>> start Extracted information
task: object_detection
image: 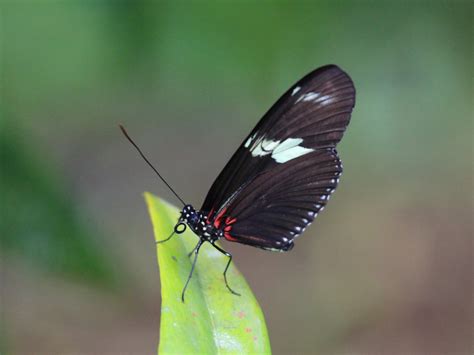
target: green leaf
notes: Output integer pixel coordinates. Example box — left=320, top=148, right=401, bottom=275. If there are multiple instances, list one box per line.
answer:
left=145, top=193, right=271, bottom=354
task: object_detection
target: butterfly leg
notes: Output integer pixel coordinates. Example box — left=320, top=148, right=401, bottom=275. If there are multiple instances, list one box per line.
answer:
left=211, top=243, right=240, bottom=296
left=156, top=231, right=175, bottom=244
left=181, top=240, right=204, bottom=303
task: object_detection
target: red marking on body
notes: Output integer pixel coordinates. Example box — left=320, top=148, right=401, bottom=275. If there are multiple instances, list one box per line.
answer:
left=207, top=207, right=214, bottom=223
left=214, top=207, right=227, bottom=228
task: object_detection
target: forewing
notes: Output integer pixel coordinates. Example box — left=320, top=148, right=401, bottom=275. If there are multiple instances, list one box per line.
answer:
left=201, top=65, right=355, bottom=219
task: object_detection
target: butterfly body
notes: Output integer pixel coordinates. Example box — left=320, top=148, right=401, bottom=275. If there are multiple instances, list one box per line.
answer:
left=122, top=65, right=355, bottom=301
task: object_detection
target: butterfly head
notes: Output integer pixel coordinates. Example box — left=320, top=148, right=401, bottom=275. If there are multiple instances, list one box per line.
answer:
left=179, top=205, right=200, bottom=226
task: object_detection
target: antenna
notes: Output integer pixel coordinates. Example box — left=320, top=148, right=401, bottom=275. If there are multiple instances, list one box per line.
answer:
left=119, top=124, right=186, bottom=205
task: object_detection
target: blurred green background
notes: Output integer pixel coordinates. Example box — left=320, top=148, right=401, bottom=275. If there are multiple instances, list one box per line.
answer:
left=0, top=1, right=473, bottom=354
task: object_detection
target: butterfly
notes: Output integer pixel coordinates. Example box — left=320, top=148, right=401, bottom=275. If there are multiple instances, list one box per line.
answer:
left=120, top=65, right=355, bottom=302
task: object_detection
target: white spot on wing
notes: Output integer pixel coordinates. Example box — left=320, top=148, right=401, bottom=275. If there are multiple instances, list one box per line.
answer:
left=291, top=86, right=301, bottom=96
left=244, top=132, right=258, bottom=148
left=245, top=137, right=314, bottom=163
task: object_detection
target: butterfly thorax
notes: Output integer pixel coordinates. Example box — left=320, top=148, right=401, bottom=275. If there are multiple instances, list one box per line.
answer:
left=179, top=205, right=224, bottom=242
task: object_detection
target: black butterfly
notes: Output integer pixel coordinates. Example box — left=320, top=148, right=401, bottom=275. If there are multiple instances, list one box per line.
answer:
left=121, top=65, right=355, bottom=302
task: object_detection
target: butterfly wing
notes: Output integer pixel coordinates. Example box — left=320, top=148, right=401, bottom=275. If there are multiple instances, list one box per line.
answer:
left=201, top=65, right=355, bottom=250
>> end Extracted information
Reproduce all of the items above verbatim, leaving out the pictures.

_Solution:_
task: object_detection
image: 
target: green leaf
notes: Output integer pixel coordinates. Example box — left=320, top=148, right=401, bottom=275. If there are multiple instances, list one box per line.
answer:
left=145, top=193, right=271, bottom=354
task: object_detection
target: butterfly leg
notes: Output integer pixel coordinates. Example box — left=320, top=148, right=401, bottom=275. If there are multiple instances, list one box per line.
answer:
left=211, top=243, right=240, bottom=296
left=156, top=231, right=175, bottom=244
left=181, top=240, right=204, bottom=303
task: object_detection
target: red marking on body
notes: Output integer pixel coordinates. Example box — left=320, top=148, right=401, bottom=275. If there are multiple instances, list one box per line.
answer:
left=207, top=207, right=214, bottom=223
left=214, top=207, right=227, bottom=228
task: object_detection
target: forewing
notes: Output integer pixel coordinates. Example box — left=320, top=148, right=401, bottom=275. If there are multiple instances, list one box per line.
answer:
left=201, top=65, right=355, bottom=219
task: object_detection
target: butterfly body
notes: Output integer pixel coordinates. Example box — left=320, top=148, right=401, bottom=275. If there are multiple instances, list one box per line.
answer:
left=122, top=65, right=355, bottom=301
task: object_detection
target: butterfly head
notes: Output integer pixel coordinates. Example box — left=320, top=148, right=401, bottom=275. If there are multiple instances, list one box per line.
answer:
left=179, top=205, right=200, bottom=226
task: object_detection
target: antenna
notes: Output integer pixel coordinates. Example box — left=320, top=148, right=401, bottom=275. If there are multiple instances, list one box per line.
answer:
left=119, top=124, right=186, bottom=205
task: object_detection
target: blurred green background
notes: Output integer pixel coordinates. Example box — left=320, top=148, right=401, bottom=275. If there are multiple instances, list one box per line.
answer:
left=0, top=1, right=473, bottom=354
task: object_detection
target: butterfly
notes: Output integer pixel coordinates. Example box — left=320, top=148, right=401, bottom=275. If there are multiple instances, list one box per line.
answer:
left=120, top=65, right=355, bottom=302
task: object_detection
target: white spot on wing
notes: Output integer pixel coordinates. Example box — left=320, top=148, right=401, bottom=275. If there are multiple instances, list one box per line.
answer:
left=291, top=86, right=301, bottom=96
left=244, top=132, right=258, bottom=148
left=245, top=137, right=314, bottom=163
task: object_detection
target: butterfly thorax
notes: Output integer pixel coordinates. Example box — left=320, top=148, right=401, bottom=275. If there are multiple instances, list one box per line.
answer:
left=179, top=205, right=224, bottom=242
task: object_detection
target: black butterfly
notes: Output integer pixel coordinates. Example box — left=320, top=148, right=401, bottom=275. If there are multiple instances, list one box per line.
answer:
left=121, top=65, right=355, bottom=302
task: object_detection
target: butterfly wing
notes: Output integer pixel coordinates. Example box — left=320, top=148, right=401, bottom=275. If there are multiple instances, list one box per line.
answer:
left=201, top=65, right=355, bottom=250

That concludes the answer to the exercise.